▶ _PROMPT_
Please answer from the text on the origins of Buddhism: which caste did Gautama's warrior clan, the Shakyas, belong to?

▶ _SELECTED TEXT_
-- -- --

To some extent, Buddhism developed as a reaction to Brahmanism, now known as Hinduism, a religion introduced in India around 1500 B.C. The Aryan people entered the Indus River Valley and overran the native inhabitants, the Dravidian people. Aryan Brahmanism, or Hinduism, then shaped all aspects of social and religious life. It created a social structure based on castes. This structure segregated people primarily by color and occupation into the following categorizes: the Brahmins, or priests and sages; the Kshatriyas, or warriors and rulers; the Vaishyas, or merchants; and the Shudras, or laborers. Anyone outside the castes was impure or an “outcaste.” Women belonged to the castes in which their fathers were placed and then the castes of their husbands. However, within these castes, women held no real power.
In Brahmanism, salvation meant breaking up the cycle of rebirths, or transmigration, that condemned the soul to perpetual suffering. The soul was believed to have the potential to reach the ultimate state of nonexistence based on the individual’s karma, or good and evil deeds, which determine future lives. These beliefs served to justify the caste system. Buddhism arose as an alternative path to salvation for those who could not perform Brahmanic rituals due to their lower caste status, which condemned them to samsara, the endless cycle of death and rebirth.
Buddhism originated with Siddhartha Gautama, who was born around 563 B.C. The name may sound unfamiliar because he is best known as Buddha. However, Buddha or "Enlightened One" is not a proper name, but a potential state of being. Gautama was born to a warrior clan from the Kshatriya caste, the Shakyas, in the Himalayan foothills between present-day India and Nepal. Many versions of his life story abound, yet emphasis is given to four events in his life: birth, enlightenment, first sermon, and death.
Gautama was born after his mother, Queen Maya, had a dream in which a six-tusked white elephant descended from heaven and entered her womb from the side. This extraordinary vision led to an equally miraculous childbirth. Queen Maya stopped at a garden to rest during a trip. In the midst of blooming trees, she grasped a tree branch and a child was born instantaneously from her side. Some Brahmin priests had predicted Gautama would grow up and join the wandering ascetics, a group of men who lived like nomads without any material pleasures. So the boy's parents gave Gautama a life of luxury meant to protect him.

-- -- --

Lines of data
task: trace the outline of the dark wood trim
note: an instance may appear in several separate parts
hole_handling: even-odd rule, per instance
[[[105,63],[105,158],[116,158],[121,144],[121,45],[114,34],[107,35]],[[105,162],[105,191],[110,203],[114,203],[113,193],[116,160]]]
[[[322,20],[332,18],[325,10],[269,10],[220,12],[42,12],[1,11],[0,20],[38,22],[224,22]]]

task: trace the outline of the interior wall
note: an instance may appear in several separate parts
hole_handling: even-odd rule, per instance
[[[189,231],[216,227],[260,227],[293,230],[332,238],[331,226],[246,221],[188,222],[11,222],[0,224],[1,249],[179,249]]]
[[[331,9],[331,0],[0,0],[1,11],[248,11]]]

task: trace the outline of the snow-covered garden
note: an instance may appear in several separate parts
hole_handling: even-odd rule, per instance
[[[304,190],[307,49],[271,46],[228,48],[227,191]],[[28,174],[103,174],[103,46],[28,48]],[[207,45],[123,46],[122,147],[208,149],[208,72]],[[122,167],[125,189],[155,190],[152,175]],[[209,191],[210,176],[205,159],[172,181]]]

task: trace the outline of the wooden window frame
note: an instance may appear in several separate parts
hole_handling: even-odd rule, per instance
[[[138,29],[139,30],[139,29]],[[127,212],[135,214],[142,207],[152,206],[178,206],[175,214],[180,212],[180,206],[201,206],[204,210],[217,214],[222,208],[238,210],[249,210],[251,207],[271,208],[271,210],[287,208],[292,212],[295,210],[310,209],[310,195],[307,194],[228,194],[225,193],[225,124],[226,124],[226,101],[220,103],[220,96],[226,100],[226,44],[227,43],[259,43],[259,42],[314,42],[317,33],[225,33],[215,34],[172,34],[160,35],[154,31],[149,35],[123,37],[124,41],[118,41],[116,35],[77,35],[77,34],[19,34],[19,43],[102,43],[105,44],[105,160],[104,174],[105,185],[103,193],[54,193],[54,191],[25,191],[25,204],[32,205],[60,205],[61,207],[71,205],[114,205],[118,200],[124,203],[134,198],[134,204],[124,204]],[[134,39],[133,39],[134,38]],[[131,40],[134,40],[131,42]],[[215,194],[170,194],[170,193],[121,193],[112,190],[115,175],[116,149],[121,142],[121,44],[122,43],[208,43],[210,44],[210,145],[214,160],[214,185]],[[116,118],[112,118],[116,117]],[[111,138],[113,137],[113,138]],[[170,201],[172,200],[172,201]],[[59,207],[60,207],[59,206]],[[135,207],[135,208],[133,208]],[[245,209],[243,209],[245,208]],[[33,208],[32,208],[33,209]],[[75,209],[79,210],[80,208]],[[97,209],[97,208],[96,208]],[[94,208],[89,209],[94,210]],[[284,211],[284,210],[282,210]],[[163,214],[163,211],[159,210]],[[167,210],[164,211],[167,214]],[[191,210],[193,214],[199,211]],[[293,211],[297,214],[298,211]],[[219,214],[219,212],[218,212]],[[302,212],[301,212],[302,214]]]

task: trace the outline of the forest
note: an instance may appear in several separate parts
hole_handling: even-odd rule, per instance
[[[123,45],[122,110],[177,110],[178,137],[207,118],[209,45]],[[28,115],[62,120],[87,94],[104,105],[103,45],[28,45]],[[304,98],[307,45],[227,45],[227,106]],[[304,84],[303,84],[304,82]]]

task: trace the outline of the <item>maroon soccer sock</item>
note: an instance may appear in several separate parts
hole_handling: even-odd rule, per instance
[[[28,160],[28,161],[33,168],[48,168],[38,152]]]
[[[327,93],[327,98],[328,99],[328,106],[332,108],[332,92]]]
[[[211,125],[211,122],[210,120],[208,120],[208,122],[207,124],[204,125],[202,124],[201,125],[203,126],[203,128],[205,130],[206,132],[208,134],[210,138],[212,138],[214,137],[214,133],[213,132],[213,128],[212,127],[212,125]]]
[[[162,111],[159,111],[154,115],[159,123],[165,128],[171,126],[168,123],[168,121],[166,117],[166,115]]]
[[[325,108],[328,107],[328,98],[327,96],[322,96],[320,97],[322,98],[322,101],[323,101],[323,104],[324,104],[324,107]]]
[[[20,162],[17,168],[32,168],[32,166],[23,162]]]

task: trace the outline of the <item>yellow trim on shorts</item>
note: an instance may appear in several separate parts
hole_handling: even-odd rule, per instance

-- -- --

▶ _ANSWER FOR THIS EXERCISE_
The Kshatriya caste.